WHAT YOU WILL DO —
For each line in the material below that holds "then", copy that line.

DATA EXCERPTS —
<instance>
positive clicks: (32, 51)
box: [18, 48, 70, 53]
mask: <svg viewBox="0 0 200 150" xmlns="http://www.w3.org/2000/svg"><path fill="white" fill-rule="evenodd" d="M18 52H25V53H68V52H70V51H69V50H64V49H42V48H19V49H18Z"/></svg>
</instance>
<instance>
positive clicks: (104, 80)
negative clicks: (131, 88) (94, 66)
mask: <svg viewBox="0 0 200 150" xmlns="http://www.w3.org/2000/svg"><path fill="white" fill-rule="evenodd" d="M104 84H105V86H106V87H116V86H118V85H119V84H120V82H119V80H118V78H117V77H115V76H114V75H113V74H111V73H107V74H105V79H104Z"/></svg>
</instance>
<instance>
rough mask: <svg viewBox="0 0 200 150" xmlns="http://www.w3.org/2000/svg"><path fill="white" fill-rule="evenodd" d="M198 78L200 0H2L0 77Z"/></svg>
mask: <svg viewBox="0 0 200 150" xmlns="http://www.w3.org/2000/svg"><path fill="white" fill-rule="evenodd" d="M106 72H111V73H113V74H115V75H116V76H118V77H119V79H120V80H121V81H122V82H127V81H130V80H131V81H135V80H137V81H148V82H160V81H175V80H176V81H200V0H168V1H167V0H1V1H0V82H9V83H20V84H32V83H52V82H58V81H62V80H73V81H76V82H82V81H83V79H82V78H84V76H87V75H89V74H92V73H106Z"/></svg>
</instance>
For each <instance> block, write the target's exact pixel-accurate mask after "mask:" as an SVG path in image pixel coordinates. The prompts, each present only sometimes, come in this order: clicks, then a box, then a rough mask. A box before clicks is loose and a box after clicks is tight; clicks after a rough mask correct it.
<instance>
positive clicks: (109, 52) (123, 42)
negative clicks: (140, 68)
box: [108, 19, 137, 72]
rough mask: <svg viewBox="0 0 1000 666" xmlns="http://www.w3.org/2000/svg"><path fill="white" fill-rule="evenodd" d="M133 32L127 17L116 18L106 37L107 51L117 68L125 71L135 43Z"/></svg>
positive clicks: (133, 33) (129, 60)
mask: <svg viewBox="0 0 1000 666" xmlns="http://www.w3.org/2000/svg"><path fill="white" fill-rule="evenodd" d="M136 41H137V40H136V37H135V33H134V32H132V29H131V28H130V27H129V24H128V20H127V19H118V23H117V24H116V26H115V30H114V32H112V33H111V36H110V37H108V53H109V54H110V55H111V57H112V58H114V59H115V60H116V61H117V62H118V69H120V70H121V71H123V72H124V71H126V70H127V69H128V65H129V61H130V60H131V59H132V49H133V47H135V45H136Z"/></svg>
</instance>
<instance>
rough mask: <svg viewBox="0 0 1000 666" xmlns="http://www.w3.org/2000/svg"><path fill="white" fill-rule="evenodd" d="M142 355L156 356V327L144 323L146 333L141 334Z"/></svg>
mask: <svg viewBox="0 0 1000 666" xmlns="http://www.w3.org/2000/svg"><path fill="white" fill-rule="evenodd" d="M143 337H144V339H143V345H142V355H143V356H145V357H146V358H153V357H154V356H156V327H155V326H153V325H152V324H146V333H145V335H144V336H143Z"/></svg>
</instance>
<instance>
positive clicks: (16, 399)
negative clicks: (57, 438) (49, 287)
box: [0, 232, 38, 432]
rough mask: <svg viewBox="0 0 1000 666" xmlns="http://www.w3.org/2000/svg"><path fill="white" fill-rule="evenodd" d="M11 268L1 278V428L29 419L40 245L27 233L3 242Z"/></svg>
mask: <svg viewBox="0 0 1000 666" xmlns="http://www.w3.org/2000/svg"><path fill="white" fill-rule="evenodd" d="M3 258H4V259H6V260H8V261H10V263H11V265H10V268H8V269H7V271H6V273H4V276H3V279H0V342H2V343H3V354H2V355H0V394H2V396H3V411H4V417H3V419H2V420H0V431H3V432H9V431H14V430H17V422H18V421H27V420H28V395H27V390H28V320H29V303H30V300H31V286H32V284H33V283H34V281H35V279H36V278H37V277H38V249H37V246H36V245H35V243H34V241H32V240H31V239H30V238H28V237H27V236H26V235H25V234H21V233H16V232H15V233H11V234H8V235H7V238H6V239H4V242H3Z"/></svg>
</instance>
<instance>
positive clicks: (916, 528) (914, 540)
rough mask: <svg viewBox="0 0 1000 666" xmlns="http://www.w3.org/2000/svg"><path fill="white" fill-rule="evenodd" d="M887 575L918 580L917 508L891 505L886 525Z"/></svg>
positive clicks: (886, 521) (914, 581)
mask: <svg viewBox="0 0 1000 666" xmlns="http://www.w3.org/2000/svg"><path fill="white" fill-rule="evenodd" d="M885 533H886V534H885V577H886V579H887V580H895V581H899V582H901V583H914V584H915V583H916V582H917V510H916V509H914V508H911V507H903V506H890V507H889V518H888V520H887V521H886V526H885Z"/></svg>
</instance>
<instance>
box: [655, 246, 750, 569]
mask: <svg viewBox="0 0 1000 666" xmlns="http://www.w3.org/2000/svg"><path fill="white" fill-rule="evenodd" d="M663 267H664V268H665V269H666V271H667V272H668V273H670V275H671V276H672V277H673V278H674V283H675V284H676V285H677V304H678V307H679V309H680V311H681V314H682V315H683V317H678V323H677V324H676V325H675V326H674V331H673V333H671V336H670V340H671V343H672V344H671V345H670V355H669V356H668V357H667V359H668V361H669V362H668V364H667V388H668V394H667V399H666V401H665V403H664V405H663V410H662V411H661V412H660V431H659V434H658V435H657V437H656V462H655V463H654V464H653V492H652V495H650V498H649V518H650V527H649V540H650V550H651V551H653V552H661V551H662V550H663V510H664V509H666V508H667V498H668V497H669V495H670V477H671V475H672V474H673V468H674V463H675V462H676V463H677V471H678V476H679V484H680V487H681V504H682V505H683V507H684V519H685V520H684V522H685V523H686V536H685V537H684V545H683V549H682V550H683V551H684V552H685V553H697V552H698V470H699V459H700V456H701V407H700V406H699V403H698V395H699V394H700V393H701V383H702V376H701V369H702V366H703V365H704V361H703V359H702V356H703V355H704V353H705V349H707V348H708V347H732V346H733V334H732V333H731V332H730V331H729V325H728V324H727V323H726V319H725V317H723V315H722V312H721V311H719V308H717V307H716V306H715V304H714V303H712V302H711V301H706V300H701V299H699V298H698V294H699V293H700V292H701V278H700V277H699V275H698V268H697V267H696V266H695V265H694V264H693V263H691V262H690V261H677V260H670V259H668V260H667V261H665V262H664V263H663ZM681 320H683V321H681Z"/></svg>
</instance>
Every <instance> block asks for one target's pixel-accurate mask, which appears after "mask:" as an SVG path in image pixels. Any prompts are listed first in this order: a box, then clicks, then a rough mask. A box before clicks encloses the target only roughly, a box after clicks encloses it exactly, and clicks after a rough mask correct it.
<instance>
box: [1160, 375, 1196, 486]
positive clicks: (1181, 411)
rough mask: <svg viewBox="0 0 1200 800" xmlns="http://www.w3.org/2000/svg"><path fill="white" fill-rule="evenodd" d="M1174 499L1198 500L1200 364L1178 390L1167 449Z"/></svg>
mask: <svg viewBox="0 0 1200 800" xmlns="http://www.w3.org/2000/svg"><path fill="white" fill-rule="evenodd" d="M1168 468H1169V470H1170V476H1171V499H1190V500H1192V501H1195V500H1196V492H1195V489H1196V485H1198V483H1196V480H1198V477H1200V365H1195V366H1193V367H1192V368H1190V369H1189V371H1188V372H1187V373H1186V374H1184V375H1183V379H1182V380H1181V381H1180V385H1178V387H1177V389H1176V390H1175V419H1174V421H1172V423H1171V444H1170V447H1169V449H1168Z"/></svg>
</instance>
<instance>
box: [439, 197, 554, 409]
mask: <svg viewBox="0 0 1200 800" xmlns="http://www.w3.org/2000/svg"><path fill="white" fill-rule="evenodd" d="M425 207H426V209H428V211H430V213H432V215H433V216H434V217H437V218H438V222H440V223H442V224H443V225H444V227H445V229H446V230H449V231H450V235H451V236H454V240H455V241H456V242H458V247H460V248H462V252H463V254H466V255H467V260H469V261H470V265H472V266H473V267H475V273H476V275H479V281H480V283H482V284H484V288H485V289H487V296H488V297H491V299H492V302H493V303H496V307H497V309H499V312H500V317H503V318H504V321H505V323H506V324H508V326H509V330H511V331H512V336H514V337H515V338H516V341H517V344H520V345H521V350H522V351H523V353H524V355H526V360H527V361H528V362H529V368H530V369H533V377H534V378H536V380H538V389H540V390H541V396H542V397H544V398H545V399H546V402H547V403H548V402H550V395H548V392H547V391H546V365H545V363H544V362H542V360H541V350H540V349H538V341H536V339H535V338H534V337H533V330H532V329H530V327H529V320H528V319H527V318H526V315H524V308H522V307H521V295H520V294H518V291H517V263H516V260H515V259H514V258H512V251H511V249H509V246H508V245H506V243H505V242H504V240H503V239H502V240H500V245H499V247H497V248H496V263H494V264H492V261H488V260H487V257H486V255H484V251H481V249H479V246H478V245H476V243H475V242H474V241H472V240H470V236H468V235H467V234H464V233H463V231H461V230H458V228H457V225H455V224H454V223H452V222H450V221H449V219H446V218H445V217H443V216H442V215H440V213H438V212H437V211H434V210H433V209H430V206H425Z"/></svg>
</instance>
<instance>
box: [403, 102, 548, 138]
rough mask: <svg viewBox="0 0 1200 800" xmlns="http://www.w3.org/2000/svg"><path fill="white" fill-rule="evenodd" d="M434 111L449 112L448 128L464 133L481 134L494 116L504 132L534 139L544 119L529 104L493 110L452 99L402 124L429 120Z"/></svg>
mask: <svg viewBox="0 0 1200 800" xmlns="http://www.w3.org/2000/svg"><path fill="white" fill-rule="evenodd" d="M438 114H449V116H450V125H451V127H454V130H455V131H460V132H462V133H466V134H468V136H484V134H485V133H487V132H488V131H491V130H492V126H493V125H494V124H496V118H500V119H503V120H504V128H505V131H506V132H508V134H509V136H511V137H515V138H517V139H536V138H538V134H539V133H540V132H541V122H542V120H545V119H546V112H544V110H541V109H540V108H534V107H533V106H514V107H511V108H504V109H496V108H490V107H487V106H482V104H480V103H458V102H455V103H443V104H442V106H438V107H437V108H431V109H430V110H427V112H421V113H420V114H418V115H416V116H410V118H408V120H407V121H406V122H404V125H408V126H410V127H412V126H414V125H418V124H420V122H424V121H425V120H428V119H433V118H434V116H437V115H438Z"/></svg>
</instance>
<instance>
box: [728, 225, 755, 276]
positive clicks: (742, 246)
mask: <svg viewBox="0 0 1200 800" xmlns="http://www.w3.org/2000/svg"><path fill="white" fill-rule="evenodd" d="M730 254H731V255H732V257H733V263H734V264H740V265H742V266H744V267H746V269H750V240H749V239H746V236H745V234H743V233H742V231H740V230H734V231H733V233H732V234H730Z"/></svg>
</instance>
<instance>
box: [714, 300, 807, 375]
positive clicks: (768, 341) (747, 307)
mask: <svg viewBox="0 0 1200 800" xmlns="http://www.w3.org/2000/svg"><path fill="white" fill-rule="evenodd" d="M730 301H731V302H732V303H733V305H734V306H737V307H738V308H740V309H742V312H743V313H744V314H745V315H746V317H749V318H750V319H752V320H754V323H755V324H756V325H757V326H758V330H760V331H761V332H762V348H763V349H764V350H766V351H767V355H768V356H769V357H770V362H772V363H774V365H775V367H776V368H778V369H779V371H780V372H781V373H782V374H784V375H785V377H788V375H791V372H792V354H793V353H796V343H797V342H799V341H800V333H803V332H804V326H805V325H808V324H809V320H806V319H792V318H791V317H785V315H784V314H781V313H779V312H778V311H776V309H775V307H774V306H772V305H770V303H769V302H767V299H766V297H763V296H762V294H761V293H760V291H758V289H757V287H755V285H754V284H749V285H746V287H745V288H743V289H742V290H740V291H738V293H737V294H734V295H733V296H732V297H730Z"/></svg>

PROBLEM SOLUTION —
For each <instance> block, write the target's exact pixel-accurate mask after "mask:" as an SVG path in image pixel coordinates. The prompts, each present only sometimes, come in this order: clicks, then a box, then a rough mask. A box before clicks is loose and a box after clicks is tight; clicks after a rough mask correct it.
Every <instance> block asks for one target's pixel-accurate mask, which appears after "mask:" as an SVG path in image pixels. Any prompts are listed first in this order: a box, then clicks, then a rough mask. A box before clicks encloses the target only roughly, a box after clicks encloses it exactly, and clicks after a rough mask correct it.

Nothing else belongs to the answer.